> **Given entries**
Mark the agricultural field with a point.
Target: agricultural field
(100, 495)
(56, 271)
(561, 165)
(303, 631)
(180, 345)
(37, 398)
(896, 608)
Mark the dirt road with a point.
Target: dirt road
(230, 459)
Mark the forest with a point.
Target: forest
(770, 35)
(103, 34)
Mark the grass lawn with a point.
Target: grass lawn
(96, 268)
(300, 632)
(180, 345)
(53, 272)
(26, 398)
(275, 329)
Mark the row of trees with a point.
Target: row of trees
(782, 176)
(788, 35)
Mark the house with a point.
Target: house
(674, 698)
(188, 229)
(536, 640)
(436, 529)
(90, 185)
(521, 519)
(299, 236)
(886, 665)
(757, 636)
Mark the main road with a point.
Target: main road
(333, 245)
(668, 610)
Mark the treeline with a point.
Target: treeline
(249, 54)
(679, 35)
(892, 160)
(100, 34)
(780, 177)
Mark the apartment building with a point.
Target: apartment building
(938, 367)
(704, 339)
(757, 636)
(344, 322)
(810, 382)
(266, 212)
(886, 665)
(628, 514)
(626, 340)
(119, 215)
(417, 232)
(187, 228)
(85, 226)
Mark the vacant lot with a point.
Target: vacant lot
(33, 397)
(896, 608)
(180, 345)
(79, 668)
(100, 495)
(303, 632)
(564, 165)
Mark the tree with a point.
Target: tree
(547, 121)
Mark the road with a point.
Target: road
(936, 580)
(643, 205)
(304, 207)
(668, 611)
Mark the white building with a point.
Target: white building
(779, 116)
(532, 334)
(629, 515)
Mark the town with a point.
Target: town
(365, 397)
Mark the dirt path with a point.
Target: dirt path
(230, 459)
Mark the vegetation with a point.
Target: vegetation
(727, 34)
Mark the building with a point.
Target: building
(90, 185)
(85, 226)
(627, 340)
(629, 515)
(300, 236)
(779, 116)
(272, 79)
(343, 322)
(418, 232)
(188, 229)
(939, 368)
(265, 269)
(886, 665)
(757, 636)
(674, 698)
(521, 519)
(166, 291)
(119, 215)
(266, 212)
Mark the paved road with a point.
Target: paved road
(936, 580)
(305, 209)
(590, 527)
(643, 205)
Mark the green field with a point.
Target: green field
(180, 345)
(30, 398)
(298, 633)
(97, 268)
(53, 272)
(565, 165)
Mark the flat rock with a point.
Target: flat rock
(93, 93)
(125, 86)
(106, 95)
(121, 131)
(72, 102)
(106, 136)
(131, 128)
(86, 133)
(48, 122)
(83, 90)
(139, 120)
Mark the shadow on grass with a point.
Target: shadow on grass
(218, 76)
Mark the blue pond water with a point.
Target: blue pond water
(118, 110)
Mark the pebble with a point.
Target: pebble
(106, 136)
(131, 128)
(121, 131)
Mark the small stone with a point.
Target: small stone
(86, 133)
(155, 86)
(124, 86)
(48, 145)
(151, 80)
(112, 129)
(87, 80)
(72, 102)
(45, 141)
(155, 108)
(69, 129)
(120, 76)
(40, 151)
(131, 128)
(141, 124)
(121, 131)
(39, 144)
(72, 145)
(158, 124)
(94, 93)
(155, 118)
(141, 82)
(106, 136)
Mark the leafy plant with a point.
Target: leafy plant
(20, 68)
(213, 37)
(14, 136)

---

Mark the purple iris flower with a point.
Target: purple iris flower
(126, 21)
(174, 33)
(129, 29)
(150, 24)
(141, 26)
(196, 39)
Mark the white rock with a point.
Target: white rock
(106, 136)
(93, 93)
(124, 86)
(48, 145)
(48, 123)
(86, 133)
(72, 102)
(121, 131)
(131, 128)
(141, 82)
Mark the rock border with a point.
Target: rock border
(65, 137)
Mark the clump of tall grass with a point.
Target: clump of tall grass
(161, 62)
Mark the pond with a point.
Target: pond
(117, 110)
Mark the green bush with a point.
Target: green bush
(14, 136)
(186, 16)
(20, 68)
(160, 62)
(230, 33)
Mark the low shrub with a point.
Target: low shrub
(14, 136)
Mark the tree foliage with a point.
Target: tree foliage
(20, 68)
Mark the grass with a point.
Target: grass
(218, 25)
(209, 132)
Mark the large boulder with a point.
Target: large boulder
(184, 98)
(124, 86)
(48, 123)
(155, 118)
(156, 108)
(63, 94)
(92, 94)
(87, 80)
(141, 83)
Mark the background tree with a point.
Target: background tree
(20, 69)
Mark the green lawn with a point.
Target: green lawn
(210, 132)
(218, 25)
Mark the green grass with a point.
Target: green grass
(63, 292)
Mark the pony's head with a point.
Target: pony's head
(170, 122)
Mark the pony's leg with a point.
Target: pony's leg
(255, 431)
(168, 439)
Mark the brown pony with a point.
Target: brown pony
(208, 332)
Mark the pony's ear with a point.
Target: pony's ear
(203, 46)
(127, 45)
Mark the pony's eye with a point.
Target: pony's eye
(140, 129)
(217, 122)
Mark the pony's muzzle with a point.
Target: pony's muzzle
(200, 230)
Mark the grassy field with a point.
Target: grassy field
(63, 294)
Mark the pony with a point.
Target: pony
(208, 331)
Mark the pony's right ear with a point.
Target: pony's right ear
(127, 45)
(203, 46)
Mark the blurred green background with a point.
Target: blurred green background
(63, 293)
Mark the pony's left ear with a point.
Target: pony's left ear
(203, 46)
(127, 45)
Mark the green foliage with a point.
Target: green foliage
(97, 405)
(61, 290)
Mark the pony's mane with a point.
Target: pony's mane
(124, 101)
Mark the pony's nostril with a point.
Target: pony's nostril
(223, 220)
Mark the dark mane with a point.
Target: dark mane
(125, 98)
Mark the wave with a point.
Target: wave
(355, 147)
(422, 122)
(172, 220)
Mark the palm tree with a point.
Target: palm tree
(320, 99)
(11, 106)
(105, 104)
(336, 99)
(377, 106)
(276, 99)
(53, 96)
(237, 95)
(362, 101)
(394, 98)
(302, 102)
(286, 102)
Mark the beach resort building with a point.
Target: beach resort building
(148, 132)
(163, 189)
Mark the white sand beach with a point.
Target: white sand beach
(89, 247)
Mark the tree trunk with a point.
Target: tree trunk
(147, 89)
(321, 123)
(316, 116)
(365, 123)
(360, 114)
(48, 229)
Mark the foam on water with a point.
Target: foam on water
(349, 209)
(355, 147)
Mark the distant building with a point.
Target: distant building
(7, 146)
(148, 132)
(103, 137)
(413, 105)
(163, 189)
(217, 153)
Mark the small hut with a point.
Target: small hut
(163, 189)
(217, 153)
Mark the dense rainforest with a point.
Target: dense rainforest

> **Activity**
Could you repeat exactly the lines in the listing above from the one with "Mark the agricultural field with a point." down to the one with "Mark the green field with a point."? Include both of those lines.

> **Result of this task**
Mark the agricultural field with a point.
Target: agricultural field
(100, 495)
(56, 271)
(561, 165)
(303, 631)
(180, 345)
(37, 398)
(896, 608)
Mark the dirt road with a point.
Target: dirt road
(230, 459)
Mark the forest with a point.
Target: forest
(770, 35)
(103, 34)
Mark the grass lawn with a point.
Target: grass lawn
(96, 268)
(300, 632)
(180, 345)
(53, 272)
(26, 398)
(275, 329)
Mark the row of trees with a point.
Target: row of trees
(782, 176)
(788, 35)
Mark the house with a point.
Target: house
(674, 698)
(188, 229)
(536, 640)
(436, 529)
(90, 185)
(521, 519)
(299, 236)
(886, 665)
(757, 636)
Mark the main road with a point.
Target: main road
(333, 245)
(668, 610)
Mark the treeline with a point.
Target: treeline
(249, 54)
(679, 35)
(892, 160)
(100, 34)
(780, 177)
Mark the apartment building with a point.
Target: apartment building
(938, 367)
(704, 339)
(757, 636)
(344, 322)
(810, 382)
(266, 212)
(886, 665)
(628, 514)
(626, 340)
(119, 215)
(417, 232)
(187, 228)
(85, 226)
Mark the vacant lot with a point.
Target: vacant lot
(33, 397)
(896, 608)
(180, 345)
(79, 668)
(100, 495)
(303, 632)
(564, 165)
Mark the tree with a point.
Target: tree
(547, 121)
Mark the road with a point.
Target: road
(936, 580)
(643, 205)
(304, 207)
(668, 611)
Mark the white building with a point.
Target: white building
(779, 116)
(532, 334)
(629, 515)
Mark the town with a point.
Target: town
(365, 397)
Mark the dirt path with a point.
Target: dirt path
(230, 459)
Mark the vegetation with a point.
Target: vegetation
(727, 34)
Mark the building with a point.
Target: building
(90, 185)
(85, 226)
(627, 340)
(629, 515)
(300, 236)
(779, 116)
(272, 79)
(343, 322)
(418, 232)
(188, 229)
(939, 368)
(265, 269)
(886, 665)
(757, 636)
(674, 698)
(521, 519)
(166, 291)
(119, 215)
(266, 212)
Mark the paved road with a point.
Target: paved road
(936, 580)
(305, 209)
(590, 527)
(643, 205)
Mark the green field with a point.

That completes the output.